Quote word for word the lines of the listing below, starting at the line that contains "land with a single marker." and ending with the final line of the listing.

Material:
---+---

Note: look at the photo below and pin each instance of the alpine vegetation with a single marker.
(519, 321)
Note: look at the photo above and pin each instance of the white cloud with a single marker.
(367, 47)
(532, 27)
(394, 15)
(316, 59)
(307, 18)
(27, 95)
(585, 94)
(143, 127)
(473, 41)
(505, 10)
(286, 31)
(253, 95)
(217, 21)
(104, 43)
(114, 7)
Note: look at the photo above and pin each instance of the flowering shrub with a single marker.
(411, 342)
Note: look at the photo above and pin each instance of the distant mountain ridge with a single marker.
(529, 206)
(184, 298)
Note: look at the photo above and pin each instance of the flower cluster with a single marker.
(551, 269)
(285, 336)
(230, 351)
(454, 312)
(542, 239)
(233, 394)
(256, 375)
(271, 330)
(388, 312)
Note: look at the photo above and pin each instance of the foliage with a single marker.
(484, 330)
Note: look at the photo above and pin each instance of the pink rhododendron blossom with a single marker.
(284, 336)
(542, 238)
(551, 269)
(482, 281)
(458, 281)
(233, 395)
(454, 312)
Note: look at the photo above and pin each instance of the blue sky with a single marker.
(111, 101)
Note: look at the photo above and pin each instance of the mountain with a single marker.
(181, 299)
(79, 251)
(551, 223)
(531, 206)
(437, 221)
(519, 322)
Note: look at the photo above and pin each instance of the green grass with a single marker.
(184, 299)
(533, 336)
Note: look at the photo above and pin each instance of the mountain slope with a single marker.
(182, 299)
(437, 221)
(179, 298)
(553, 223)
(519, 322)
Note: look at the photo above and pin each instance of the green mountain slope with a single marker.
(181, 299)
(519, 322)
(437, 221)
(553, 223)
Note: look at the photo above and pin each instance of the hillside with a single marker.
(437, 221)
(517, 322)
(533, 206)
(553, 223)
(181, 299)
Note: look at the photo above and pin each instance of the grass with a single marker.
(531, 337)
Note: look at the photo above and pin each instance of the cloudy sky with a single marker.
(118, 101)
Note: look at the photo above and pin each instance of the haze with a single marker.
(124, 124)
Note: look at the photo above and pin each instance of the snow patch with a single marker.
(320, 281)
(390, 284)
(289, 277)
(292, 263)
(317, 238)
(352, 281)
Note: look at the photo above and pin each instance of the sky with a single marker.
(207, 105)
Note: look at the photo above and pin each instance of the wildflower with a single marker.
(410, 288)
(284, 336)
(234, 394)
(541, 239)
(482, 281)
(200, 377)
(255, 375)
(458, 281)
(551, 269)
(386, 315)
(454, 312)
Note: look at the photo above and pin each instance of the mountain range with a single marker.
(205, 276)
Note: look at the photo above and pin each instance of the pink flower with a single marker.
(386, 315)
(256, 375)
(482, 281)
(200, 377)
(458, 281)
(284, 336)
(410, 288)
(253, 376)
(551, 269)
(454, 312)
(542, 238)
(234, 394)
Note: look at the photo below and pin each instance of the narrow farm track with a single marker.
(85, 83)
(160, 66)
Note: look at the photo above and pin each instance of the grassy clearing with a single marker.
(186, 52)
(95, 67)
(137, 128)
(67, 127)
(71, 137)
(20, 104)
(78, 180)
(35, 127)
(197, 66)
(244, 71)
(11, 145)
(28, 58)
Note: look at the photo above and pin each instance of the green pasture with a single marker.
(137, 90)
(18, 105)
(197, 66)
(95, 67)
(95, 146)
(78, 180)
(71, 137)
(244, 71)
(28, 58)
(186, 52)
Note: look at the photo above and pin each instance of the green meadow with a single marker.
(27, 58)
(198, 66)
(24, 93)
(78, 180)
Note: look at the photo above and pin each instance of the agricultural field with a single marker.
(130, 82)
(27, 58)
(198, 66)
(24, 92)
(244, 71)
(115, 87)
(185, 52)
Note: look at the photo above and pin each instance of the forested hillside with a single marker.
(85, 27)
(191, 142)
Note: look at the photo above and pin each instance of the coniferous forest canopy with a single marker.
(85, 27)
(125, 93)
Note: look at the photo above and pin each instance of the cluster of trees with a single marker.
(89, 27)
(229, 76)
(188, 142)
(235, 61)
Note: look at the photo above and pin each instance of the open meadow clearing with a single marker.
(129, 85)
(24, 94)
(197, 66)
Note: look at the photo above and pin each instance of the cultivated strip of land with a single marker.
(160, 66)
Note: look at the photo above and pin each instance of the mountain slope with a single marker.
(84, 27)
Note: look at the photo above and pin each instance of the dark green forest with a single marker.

---+---

Solution below:
Note: look at the photo above and pin each instance of the cultivated strip of land with a single marker.
(160, 66)
Note: look at the photo above and pin each instance of the mountain slope with a single marker.
(84, 27)
Note: look at the photo above and pin each instance of the dark green forest with a single marker.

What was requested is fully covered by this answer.